- Provided information
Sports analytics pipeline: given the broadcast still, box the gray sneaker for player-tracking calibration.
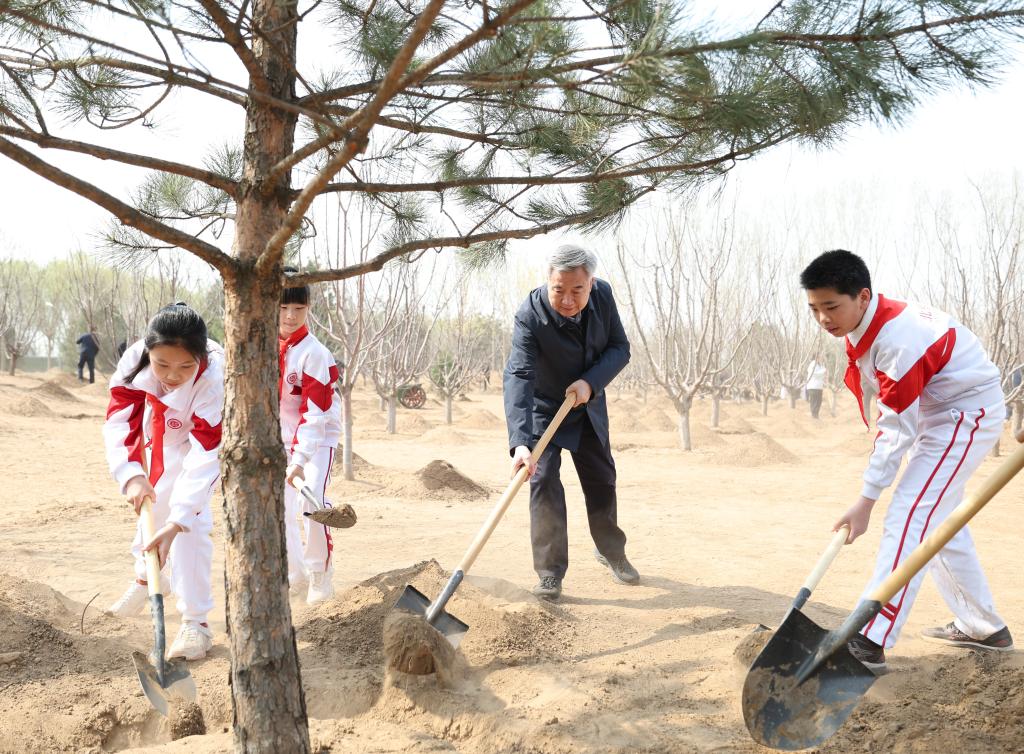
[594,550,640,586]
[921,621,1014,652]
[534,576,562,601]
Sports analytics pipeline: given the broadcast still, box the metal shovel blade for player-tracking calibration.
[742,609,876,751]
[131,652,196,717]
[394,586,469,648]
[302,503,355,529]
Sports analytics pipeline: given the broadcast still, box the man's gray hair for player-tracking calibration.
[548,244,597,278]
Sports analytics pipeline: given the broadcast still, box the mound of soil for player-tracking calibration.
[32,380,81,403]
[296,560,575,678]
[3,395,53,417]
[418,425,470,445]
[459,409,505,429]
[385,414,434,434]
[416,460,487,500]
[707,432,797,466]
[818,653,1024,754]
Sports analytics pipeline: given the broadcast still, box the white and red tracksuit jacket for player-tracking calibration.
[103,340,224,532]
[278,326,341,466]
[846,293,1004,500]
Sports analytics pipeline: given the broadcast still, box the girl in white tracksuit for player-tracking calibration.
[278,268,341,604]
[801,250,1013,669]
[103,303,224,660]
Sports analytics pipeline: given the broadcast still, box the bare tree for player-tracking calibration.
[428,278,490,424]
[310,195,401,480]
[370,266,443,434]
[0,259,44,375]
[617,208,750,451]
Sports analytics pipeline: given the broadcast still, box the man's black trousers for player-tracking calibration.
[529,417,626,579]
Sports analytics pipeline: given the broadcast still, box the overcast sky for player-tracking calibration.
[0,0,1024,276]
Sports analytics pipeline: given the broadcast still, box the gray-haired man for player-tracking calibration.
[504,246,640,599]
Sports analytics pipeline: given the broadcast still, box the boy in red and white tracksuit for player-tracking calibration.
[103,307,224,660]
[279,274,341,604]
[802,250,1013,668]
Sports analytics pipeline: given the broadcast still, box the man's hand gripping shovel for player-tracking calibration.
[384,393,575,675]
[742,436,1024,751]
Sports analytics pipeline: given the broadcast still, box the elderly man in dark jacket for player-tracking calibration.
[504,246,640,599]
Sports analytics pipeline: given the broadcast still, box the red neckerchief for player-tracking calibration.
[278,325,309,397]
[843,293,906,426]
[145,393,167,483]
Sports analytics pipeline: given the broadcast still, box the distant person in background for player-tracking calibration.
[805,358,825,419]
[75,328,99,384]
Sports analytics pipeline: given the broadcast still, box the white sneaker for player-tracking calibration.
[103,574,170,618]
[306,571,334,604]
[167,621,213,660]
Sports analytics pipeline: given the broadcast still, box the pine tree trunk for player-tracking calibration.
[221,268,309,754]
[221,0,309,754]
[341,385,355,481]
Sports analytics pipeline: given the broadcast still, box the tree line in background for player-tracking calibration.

- Task to carry out
Rewrite the data above as a numbered list with no blank lines, and leave the picture out.

- Result for this task
1. Sports analytics pipeline: given the broadcast still, box the gray sneaker for player-tracking calibration.
2. [594,550,640,586]
3. [921,621,1014,652]
4. [534,576,562,601]
5. Sports analytics pipeline: given the broadcast still, box the metal shovel blade for player-tracking calibration.
6. [742,609,876,751]
7. [131,652,196,717]
8. [394,586,469,648]
9. [302,503,355,529]
10. Sports analytics pipeline: given the broadcast still, box the man's gray hair for player-tracking calibration.
11. [548,244,597,278]
12. Sports analytics pipeline: given the broadcast still, box the mound of soil for player-tracking calibration.
13. [32,380,81,403]
14. [296,560,575,678]
15. [3,395,53,417]
16. [418,425,470,445]
17. [459,409,505,429]
18. [385,414,434,434]
19. [416,460,487,500]
20. [707,432,797,466]
21. [818,653,1024,754]
22. Sports analytics pipeline: given the broadcast still, box the white and red tracksuit jacket for player-tracking calibration.
23. [103,340,224,532]
24. [278,326,341,466]
25. [846,293,1004,500]
26. Sports analytics pipeline: given the broadcast still, box the girl in white tracksuit for player-tracking calibration.
27. [278,268,341,604]
28. [801,250,1013,669]
29. [103,303,224,660]
30. Sports analytics pipeline: given the broadcast still, box the bare tree for player-tracking calibration.
31. [428,278,490,424]
32. [310,195,401,480]
33. [370,266,443,434]
34. [0,259,44,375]
35. [617,208,750,451]
36. Sports analytics pipeline: given the broadcast still, box the man's black trousers for player-tracking calibration.
37. [529,417,626,579]
38. Sports analytics pipeline: given the broadcast still, box the overcast sky for player-tracking calibration.
39. [0,0,1024,276]
40. Sports analytics pipeline: given the broadcast still, box the gray-haired man for player-tracking calibration.
41. [504,246,640,599]
42. Sports analytics pipeline: given the broadcast still, box the boy in red and white tracksuit for player-tracking calibration.
43. [103,307,224,660]
44. [279,274,341,604]
45. [802,250,1013,668]
46. Sports analytics pipeline: given the broadcast still, box the man's hand gripping shovel for player-tracking calibration.
47. [384,393,575,675]
48. [742,436,1024,751]
49. Sports analytics pipeline: given the broadcast still, box the elderly man in dark jacket for player-tracking calibration.
50. [504,246,640,599]
51. Sports analytics pipeline: given the broadcast still, box the red neckerchief for player-tracking calibration.
52. [278,325,309,397]
53. [843,293,906,426]
54. [145,393,167,483]
55. Sports analytics pipeline: given the broadcast still, box the distant person in background for player-tracking calibration.
56. [805,358,825,419]
57. [75,328,99,384]
58. Sports analytics pipeline: given the broadcast still, box the white sneaker for player-tracking calibration.
59. [103,574,170,618]
60. [306,571,334,604]
61. [167,621,213,660]
62. Sports analytics pipeline: given the broadcast still, box the pine tree trunk for player-tracking calibration.
63. [221,268,309,754]
64. [221,0,309,754]
65. [341,385,355,481]
66. Sports analytics pipeline: given the broadcast still, box the tree line in background for player-tracking calibration.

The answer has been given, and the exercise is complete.